◆ Objective ◆
Format the following rows as a numbered list, omitting any blank lines.

╭─ Entries supplied

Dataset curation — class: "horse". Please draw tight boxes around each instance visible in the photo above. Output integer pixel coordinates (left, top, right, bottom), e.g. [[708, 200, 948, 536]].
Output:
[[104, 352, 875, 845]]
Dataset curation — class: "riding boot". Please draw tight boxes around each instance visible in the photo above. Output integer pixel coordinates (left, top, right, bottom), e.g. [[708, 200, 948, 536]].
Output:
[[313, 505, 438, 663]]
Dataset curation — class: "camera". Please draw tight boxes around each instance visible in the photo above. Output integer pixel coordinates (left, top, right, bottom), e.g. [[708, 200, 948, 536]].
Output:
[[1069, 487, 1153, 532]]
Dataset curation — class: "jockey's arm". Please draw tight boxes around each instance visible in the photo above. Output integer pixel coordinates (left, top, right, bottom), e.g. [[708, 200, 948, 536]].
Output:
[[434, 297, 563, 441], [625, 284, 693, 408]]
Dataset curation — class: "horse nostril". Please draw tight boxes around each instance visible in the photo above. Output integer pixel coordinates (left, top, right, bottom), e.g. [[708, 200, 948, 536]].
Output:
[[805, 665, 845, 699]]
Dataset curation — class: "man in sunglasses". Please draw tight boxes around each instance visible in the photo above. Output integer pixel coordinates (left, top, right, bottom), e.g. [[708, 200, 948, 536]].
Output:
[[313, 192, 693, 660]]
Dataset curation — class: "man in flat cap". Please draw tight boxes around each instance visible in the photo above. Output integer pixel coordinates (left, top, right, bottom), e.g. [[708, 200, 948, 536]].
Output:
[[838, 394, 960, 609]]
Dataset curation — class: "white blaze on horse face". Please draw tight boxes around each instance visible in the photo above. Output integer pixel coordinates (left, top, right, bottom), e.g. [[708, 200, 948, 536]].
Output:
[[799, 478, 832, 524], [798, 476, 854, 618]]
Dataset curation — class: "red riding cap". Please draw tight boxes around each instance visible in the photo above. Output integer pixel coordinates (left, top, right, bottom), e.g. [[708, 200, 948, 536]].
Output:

╰─

◆ Result ◆
1. Dataset curation — class: "horse". Please draw tight boxes around each instance visible in the photo above. Output integer pixel coordinates (left, top, right, bottom), e.g. [[708, 200, 948, 536]].
2. Output:
3. [[104, 352, 875, 845]]
4. Dataset curation — class: "riding boot". Please draw tight boxes around each instance visible in the photo above. Output integer pixel coordinates (left, top, right, bottom), e.g. [[708, 200, 948, 536]].
5. Output:
6. [[313, 505, 438, 663]]
7. Dataset curation — class: "camera". Please draw tight boxes around each instance visible in the photo above. Output integer pixel coordinates (left, top, right, bottom), e.g. [[708, 200, 948, 536]].
8. Output:
9. [[1069, 487, 1153, 532]]
10. Dataset curation — class: "jockey's arm". Please draw tight boxes around each instance visible in the photo above. Output integer pixel coordinates (left, top, right, bottom), e.g. [[708, 200, 948, 536]].
11. Output:
12. [[434, 297, 563, 441], [625, 284, 693, 408]]
13. Dataset curation — class: "horse nostril". Please draw tight boxes around each instance visible in the photo above. Output integer pixel coordinates (left, top, right, bottom), e.g. [[708, 200, 948, 536]].
14. Output:
15. [[805, 665, 845, 699]]
16. Dataset curation — class: "man in sunglasses". Please draw tight boxes around each instance visible in the photo above. Output integer pixel coordinates (left, top, right, bottom), e.g. [[708, 200, 948, 536]].
17. Output:
18. [[313, 192, 693, 660]]
19. Dataset curation — class: "man in flat cap". Please draw tight boxes around each instance visible in the photo above. Output integer pixel coordinates (left, top, right, bottom), e.g. [[708, 200, 948, 536]].
20. Output:
21. [[838, 394, 960, 609]]
22. Dataset curation — class: "white blaze on horse face". Please draw tight boxes around each instance visible in the photo above. Output integer pixel coordinates (left, top, right, bottom), e.g. [[708, 200, 948, 536]].
23. Output:
24. [[799, 478, 832, 524], [798, 476, 854, 618]]
25. Dataset curation — class: "red riding cap". Please draw tight boxes around each instance visible in the photo above. Output integer pixel coordinates (left, top, right, bottom), e.g. [[708, 200, 948, 536]].
26. Output:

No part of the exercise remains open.